### Problem requirements
Please list every place inside the trucks where, according to the gold-smuggling excerpt, the gold bars are hidden.

Excerpted text: Begin

U.N. investigators estimate that each month between 2 tons and 3 tons of Congo’s conflict gold—with a market value of over $100 million—is crossing the Ugandan frontier, passing border crossings patrolled by heavily armed guards, with metal fencing and razor wire erected to reduce the flow of people due to coronavirus fears.

Nasser road in Kampala. In some shops on this street, smugglers forge Certificates of Origin for gold before exporting it.

Photo: Esther Ruth Mbabazi for The Wall Street Journal

Smugglers and police say the gold is secreted in trucks that are allowed to bypass coronavirus restrictions to deliver “essential goods” from fuel to food supplies. The yellow bars, weighing between 5 to 20 kilograms, are stuffed underneath truck cabins, inside battery compartments and emptied gasoline tankers. Once inside Uganda, the truckers sell the bars to traders who purchase forged documents in Kampala that disguise the gold’s origin.

On the capital’s Nasser street, famous for forgeries and fake certifications, business is booming behind the storefronts of bodegas and grimy cafes closed because of the lockdown. Uganda’s coronavirus restrictions were initially so strict that even women in labor needed permits to attend the hospital. They were partially relaxed in June.

Excerpted text: End
Source information: Begin

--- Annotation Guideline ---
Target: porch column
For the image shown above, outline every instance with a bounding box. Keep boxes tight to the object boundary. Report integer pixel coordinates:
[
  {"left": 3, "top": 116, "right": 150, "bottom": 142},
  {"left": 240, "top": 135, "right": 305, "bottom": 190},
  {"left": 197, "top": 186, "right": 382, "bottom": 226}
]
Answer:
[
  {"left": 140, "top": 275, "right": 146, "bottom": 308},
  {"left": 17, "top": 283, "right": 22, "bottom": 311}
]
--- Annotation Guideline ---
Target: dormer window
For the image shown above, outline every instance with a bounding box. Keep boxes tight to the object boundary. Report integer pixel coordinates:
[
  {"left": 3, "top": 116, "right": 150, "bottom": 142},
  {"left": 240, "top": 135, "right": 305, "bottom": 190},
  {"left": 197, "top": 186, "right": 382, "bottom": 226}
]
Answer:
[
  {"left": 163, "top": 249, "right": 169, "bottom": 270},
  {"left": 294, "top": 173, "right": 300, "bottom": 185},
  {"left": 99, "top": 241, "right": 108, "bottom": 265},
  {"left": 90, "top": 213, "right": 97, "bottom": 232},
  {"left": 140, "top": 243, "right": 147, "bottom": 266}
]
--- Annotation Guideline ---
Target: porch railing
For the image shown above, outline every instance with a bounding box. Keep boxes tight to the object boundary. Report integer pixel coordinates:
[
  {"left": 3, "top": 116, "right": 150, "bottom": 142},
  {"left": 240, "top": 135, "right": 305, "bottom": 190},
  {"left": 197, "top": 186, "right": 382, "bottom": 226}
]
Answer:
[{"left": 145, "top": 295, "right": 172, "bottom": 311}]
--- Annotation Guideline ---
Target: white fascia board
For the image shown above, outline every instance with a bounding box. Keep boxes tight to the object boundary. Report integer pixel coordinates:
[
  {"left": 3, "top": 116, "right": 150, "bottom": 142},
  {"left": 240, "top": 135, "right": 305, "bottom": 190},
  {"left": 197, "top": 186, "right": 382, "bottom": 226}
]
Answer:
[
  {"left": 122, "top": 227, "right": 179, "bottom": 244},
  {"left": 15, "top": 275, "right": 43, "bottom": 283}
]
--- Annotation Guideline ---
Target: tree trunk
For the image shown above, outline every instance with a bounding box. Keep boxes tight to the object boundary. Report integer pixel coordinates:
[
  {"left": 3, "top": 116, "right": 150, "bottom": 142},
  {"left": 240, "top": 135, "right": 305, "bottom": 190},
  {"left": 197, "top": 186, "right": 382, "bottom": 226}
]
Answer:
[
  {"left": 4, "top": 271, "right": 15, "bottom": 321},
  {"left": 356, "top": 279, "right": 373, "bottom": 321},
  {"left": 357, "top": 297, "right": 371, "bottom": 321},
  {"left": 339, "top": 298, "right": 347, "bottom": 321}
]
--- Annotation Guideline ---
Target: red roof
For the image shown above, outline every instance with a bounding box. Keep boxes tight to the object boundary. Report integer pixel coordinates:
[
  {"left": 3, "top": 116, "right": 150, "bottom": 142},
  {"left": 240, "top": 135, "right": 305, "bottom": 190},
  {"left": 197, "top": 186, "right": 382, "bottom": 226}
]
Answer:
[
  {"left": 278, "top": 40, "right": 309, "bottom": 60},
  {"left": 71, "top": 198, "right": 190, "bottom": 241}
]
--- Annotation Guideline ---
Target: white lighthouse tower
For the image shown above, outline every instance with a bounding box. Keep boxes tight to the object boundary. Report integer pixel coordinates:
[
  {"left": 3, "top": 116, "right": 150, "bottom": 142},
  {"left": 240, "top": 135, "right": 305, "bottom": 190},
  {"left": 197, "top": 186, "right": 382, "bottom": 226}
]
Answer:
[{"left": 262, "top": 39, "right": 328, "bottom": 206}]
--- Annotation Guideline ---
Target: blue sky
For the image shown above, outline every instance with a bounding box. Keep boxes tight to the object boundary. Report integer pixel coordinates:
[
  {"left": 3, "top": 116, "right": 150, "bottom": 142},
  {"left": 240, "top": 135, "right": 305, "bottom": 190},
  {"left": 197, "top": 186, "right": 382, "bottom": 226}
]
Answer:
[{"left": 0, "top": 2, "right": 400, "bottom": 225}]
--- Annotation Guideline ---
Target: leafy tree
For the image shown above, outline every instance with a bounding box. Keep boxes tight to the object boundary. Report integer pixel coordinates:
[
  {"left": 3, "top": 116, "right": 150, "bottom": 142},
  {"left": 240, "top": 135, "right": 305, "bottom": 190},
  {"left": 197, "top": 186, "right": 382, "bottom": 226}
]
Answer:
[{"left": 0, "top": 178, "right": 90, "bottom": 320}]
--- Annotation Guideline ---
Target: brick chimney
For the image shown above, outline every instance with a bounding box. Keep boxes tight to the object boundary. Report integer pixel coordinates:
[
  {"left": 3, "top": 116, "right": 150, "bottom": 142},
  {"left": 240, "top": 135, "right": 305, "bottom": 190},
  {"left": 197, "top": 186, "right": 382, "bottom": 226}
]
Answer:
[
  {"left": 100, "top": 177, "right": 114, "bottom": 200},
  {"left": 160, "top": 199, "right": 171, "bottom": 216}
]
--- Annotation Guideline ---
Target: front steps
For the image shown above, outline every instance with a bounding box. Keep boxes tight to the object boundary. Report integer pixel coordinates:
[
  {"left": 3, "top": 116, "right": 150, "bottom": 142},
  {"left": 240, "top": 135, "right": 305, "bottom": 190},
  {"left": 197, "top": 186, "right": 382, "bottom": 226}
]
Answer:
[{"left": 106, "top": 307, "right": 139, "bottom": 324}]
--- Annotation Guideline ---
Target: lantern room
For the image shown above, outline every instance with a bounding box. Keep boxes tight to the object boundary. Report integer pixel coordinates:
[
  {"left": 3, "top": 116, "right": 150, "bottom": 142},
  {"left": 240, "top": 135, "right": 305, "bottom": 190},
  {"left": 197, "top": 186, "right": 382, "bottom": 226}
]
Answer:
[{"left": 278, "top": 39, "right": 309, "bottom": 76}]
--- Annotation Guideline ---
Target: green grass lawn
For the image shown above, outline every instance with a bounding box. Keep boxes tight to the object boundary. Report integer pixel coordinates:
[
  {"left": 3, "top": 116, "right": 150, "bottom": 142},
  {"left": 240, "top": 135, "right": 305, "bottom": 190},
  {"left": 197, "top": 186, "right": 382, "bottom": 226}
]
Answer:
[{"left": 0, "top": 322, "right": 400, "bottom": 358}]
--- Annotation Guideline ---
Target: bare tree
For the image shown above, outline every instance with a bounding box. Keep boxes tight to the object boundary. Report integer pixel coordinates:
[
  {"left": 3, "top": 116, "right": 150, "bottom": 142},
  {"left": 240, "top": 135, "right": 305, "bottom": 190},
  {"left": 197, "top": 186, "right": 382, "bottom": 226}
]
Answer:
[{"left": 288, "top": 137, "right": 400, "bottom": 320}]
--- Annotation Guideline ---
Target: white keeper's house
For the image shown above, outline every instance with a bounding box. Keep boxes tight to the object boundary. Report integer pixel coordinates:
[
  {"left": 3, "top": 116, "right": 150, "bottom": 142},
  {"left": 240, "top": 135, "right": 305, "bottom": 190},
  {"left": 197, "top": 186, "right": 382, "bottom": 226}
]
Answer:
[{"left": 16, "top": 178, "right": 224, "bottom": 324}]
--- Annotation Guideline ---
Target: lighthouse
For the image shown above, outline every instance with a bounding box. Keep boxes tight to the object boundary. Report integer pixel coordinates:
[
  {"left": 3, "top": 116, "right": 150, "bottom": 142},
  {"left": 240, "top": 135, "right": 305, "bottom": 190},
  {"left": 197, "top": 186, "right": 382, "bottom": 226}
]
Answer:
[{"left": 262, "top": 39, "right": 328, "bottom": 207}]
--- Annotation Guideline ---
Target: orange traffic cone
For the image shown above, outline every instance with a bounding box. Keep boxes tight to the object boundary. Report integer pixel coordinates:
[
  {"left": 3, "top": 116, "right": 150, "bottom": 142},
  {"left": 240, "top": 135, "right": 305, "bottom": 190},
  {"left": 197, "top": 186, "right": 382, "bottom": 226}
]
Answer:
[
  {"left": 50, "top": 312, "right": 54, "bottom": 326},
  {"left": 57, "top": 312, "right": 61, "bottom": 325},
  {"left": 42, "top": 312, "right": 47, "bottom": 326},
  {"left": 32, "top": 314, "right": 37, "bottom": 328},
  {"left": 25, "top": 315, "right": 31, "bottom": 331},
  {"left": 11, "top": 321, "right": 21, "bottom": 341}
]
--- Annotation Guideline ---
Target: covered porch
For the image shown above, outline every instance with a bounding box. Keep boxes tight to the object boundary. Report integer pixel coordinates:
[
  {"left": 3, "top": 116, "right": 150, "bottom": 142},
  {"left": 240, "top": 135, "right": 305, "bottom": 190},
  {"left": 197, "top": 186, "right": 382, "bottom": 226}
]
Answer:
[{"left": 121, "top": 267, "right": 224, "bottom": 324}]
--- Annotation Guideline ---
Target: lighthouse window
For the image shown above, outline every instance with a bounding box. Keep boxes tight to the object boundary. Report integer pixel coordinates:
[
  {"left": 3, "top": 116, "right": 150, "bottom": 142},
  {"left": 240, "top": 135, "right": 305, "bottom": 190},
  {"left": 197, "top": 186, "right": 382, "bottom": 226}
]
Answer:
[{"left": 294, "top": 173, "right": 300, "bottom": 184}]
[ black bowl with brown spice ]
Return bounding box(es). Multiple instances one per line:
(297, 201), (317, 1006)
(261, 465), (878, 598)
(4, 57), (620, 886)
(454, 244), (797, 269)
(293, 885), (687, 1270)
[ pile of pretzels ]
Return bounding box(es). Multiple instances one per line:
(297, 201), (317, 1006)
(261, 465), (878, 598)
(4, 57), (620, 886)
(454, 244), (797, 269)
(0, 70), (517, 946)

Source information: End

### Answer for this exercise
- Underneath truck cabins
- Inside battery compartments
- Emptied gasoline tankers